● **Task**
The entries below are to be repeated verbatim, in full.

● **Material to process**
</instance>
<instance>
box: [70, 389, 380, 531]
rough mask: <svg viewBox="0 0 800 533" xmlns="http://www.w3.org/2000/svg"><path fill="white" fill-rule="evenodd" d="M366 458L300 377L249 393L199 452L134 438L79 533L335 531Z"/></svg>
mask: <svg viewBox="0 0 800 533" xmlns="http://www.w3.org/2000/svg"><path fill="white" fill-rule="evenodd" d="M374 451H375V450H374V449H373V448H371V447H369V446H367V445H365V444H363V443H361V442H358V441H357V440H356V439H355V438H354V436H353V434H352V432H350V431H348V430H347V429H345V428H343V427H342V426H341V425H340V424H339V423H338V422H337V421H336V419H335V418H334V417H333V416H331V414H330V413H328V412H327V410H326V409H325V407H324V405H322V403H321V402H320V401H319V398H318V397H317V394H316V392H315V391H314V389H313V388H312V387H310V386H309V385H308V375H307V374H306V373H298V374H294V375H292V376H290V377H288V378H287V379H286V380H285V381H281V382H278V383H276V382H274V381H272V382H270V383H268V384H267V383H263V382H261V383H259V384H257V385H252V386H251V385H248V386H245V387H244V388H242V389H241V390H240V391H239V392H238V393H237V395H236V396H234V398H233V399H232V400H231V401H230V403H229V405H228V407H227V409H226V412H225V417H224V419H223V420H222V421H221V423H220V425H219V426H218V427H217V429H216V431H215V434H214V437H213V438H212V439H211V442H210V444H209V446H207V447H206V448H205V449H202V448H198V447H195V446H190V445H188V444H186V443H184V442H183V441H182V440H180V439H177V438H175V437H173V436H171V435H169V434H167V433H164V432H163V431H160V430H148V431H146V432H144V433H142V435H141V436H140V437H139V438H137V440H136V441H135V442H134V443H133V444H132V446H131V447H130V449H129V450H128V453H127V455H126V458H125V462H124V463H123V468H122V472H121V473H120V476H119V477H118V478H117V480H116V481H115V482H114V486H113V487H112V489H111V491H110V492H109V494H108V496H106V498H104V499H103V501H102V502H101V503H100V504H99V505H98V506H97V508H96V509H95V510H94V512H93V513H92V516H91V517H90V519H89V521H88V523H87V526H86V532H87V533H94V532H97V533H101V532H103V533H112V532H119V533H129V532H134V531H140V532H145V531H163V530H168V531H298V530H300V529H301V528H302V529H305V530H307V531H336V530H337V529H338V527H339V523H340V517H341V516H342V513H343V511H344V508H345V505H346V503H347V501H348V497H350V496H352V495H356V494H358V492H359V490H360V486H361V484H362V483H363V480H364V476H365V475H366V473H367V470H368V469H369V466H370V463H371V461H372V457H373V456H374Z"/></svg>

● **Answer box**
</instance>
<instance>
box: [70, 389, 380, 531]
rough mask: <svg viewBox="0 0 800 533" xmlns="http://www.w3.org/2000/svg"><path fill="white" fill-rule="evenodd" d="M366 458L300 377L249 393L199 452L134 438L79 533L335 531Z"/></svg>
mask: <svg viewBox="0 0 800 533" xmlns="http://www.w3.org/2000/svg"><path fill="white" fill-rule="evenodd" d="M374 451H375V450H374V449H373V448H371V447H369V446H367V445H365V444H363V443H361V442H358V441H357V440H356V439H355V438H354V436H353V434H352V432H350V431H348V430H347V429H345V428H343V427H342V426H341V425H340V424H339V423H338V422H337V421H336V419H335V418H334V417H333V416H331V414H330V413H328V412H327V410H326V409H325V407H324V405H322V403H321V402H320V401H319V398H318V397H317V394H316V392H315V391H314V389H313V388H312V387H310V386H309V385H308V375H307V374H306V373H298V374H294V375H292V376H290V377H288V378H287V379H286V380H285V381H281V382H278V383H276V382H274V381H272V382H270V383H268V384H267V383H263V382H261V383H259V384H257V385H252V386H251V385H248V386H245V387H244V388H242V389H241V390H240V391H239V392H238V393H237V395H236V396H234V398H233V399H232V400H231V401H230V403H229V405H228V407H227V409H226V412H225V417H224V419H223V420H222V421H221V423H220V425H219V426H218V427H217V429H216V431H215V434H214V437H213V438H212V439H211V442H210V444H209V446H207V447H206V448H205V449H202V448H198V447H195V446H190V445H188V444H186V443H184V442H183V441H182V440H180V439H177V438H175V437H173V436H171V435H169V434H167V433H164V432H163V431H160V430H148V431H146V432H144V433H142V435H141V436H140V437H139V438H137V440H136V441H135V442H134V443H133V444H132V446H131V447H130V449H129V450H128V453H127V455H126V458H125V462H124V463H123V468H122V472H121V473H120V476H119V477H118V478H117V480H116V481H115V482H114V486H113V487H112V489H111V491H110V492H109V494H108V496H106V498H104V499H103V501H102V502H101V503H100V504H99V505H98V506H97V508H96V509H95V510H94V512H93V513H92V516H91V517H90V519H89V521H88V523H87V526H86V532H87V533H94V532H97V533H101V532H103V533H112V532H119V533H129V532H134V531H140V532H145V531H163V530H168V531H298V530H300V529H301V528H302V529H305V530H307V531H336V530H337V529H338V527H339V523H340V517H341V516H342V513H343V511H344V508H345V505H346V503H347V501H348V497H350V496H352V495H356V494H358V492H359V490H360V486H361V484H362V483H363V480H364V476H365V475H366V473H367V470H368V469H369V466H370V463H371V461H372V457H373V456H374Z"/></svg>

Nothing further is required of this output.